» TASK TO CARRY OUT
Transcribe the entries exactly as given and skip whatever images they hold.
++++
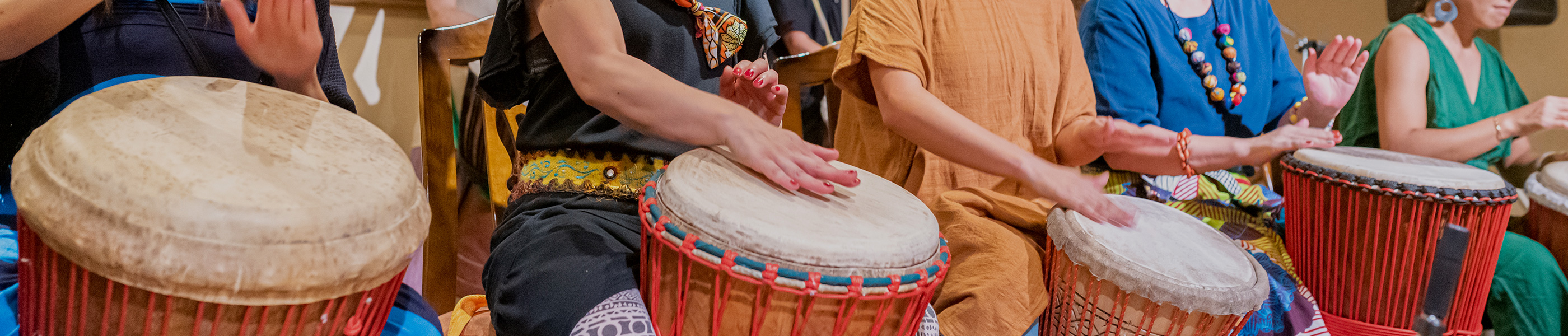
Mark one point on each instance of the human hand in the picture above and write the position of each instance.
(1117, 136)
(753, 85)
(284, 41)
(1082, 194)
(1551, 112)
(1332, 77)
(1288, 139)
(783, 157)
++++
» TASK SOLUTION
Mark one point on each instance of the human hand in the picture above and write the position of each instance.
(1117, 136)
(753, 85)
(284, 41)
(1082, 194)
(1551, 112)
(1332, 77)
(1288, 139)
(783, 157)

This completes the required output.